### EXERCISE BRIEF:
Rewrite in full the stretch from the line containing "every visible reflection" through the last line, offsetting every coordinate in the answers by adding 146. Keep everything else unchanged.

### THE DATA:
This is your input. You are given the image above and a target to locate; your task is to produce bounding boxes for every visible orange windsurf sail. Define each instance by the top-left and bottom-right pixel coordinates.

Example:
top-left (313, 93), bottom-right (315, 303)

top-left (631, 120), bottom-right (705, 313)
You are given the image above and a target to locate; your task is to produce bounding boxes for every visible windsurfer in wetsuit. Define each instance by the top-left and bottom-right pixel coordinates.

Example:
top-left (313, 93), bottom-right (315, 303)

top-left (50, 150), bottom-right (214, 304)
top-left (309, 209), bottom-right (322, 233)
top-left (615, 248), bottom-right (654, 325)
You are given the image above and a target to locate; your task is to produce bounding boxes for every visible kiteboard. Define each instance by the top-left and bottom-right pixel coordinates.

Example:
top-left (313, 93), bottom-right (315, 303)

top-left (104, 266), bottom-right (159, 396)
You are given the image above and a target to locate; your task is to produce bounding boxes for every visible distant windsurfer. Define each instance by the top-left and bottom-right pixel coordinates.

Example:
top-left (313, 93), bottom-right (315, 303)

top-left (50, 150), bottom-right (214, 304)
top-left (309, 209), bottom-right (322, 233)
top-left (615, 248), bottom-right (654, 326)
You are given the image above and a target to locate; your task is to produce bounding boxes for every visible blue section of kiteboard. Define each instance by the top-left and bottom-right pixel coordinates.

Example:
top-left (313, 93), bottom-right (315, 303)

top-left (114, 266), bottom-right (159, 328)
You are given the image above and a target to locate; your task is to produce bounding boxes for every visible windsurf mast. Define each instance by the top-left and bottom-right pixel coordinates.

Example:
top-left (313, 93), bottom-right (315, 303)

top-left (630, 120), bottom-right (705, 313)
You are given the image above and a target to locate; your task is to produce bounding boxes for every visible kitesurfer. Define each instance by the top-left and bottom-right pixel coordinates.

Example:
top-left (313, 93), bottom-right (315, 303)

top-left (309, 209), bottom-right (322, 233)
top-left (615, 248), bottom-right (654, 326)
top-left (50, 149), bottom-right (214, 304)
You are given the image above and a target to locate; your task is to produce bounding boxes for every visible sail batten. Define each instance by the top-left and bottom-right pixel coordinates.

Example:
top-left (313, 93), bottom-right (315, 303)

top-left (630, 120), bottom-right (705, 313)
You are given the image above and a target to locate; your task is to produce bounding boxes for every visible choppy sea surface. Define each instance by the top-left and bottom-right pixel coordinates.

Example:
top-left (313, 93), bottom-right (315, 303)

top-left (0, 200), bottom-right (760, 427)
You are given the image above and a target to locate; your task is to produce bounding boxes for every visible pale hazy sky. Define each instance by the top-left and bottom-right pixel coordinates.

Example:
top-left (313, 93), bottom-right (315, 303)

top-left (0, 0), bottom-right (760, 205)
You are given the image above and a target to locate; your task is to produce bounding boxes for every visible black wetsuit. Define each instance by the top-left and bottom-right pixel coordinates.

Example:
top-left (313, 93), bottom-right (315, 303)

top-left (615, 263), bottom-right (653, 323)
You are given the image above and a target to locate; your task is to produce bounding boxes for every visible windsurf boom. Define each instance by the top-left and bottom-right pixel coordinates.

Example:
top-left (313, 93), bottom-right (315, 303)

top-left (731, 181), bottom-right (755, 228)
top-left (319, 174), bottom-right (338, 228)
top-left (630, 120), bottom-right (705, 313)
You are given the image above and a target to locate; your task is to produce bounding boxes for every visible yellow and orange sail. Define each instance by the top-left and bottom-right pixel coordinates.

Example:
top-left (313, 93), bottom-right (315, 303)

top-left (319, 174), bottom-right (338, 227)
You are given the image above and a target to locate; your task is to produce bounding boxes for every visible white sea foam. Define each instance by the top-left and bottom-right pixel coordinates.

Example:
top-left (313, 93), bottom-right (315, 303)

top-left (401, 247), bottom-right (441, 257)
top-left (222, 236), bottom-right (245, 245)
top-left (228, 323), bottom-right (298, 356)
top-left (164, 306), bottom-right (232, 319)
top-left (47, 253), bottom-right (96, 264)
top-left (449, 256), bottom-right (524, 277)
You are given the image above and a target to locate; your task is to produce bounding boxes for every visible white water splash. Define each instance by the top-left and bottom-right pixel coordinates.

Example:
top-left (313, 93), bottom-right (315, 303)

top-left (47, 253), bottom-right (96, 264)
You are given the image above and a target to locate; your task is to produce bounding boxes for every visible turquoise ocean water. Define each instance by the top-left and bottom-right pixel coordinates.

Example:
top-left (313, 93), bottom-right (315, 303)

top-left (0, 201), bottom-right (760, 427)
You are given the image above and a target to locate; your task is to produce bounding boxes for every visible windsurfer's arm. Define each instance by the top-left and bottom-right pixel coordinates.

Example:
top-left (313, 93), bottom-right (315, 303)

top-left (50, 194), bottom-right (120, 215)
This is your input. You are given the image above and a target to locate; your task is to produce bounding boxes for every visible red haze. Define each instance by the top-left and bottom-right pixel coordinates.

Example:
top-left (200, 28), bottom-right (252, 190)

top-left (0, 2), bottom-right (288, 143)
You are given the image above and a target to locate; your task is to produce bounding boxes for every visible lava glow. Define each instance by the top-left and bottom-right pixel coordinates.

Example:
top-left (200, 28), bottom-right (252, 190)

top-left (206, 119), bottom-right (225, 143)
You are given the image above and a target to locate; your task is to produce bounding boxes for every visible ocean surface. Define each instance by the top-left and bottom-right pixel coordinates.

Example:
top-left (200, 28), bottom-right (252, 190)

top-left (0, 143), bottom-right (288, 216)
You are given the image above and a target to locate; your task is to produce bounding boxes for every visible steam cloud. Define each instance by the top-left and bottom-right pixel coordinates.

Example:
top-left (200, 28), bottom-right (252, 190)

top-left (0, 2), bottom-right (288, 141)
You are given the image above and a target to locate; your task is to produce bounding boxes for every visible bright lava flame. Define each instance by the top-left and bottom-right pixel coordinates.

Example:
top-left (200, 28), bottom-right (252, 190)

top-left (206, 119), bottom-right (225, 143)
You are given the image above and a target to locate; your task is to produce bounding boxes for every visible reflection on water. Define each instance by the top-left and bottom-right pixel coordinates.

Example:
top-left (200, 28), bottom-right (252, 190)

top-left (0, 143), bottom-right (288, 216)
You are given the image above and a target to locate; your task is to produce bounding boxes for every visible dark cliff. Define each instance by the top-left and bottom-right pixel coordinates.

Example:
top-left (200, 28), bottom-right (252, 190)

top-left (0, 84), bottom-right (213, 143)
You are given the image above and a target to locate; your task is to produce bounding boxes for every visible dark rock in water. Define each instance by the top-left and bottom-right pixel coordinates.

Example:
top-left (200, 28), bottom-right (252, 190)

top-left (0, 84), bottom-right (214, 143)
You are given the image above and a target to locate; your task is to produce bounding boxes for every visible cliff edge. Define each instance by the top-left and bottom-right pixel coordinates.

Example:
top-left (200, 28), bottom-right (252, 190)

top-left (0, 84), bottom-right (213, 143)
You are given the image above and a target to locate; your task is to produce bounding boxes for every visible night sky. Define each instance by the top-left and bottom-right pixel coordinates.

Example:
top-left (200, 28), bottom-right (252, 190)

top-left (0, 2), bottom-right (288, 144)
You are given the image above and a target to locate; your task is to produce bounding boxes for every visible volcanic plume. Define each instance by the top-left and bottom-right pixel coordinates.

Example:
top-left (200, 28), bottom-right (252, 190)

### RESULT OF THE EXERCISE:
You are given the image above and a target to locate; your task is to produce bounding boxes for every visible reflection on water. Define each instance by the top-left and bottom-right pixel coordinates.

Example:
top-left (200, 28), bottom-right (252, 190)

top-left (146, 289), bottom-right (434, 362)
You are given the image above and a target to locate; your task is to produce bounding boxes for every visible dark cliff. Define each instance by the top-left and bottom-right pixel coordinates.

Example:
top-left (200, 28), bottom-right (252, 190)

top-left (146, 230), bottom-right (359, 289)
You are given the image above and a target to locate; your task is to produce bounding boxes for every visible dark rock in water. Define each instance by the top-left and bottom-right pixel coordinates.

Example:
top-left (200, 28), bottom-right (252, 190)

top-left (146, 230), bottom-right (360, 289)
You are given the image above and a target to locate; your task is to produce bounding boxes for every visible cliff edge. Define each instance by the top-left and bottom-right pixel coordinates.

Example:
top-left (200, 28), bottom-right (252, 190)

top-left (146, 230), bottom-right (359, 289)
You are given the image above and a target to locate; your task is to produce bounding boxes for every visible night sky. Define each instance by the top-left and bottom-right pixel coordinates.

Example:
top-left (200, 28), bottom-right (252, 190)

top-left (146, 148), bottom-right (434, 290)
You are given the image above and a target to locate; your task is to produce bounding boxes for every visible volcanic plume. Define each instance by the top-left and bottom-right pixel coordinates.

Example:
top-left (200, 28), bottom-right (252, 190)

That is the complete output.